>> start

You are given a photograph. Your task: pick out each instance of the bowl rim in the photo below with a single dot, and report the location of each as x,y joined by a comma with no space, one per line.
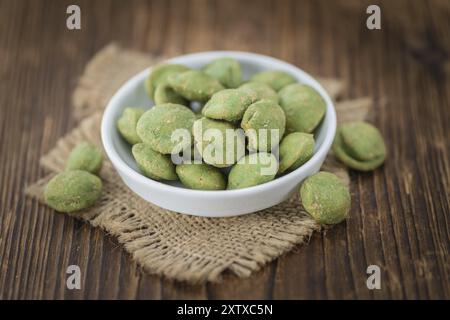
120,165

>> end
>> start

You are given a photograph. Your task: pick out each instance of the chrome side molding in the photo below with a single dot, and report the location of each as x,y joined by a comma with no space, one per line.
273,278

>> end
>> start

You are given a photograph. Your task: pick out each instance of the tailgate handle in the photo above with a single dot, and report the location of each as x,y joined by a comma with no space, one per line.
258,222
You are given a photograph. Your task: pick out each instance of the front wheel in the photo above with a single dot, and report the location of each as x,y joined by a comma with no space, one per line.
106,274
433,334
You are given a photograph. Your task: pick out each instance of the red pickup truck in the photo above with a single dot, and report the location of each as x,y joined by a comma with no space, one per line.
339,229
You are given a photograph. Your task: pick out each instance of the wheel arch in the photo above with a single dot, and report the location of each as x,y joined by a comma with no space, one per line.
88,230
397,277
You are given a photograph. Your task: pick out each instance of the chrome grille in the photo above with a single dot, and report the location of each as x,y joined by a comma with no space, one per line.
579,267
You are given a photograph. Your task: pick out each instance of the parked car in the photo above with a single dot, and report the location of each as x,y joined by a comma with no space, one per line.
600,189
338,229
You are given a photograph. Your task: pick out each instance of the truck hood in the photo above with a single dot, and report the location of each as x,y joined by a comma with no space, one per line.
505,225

>> end

**GIVEN TASK**
Return every line from the rows above that contains the word "below".

**CORRECT OUTPUT**
You are given a photograph. Your task: pick out each instance of the bowl rim in the photo below with a single dot, and report the location of each as x,y joined by a comma with no space, one per line.
You are given a photograph. Your task: pick out each instance of the chrome side molding in the photo below with a single dot, and report the location of each as x,y joined by a comma with no space, one per line.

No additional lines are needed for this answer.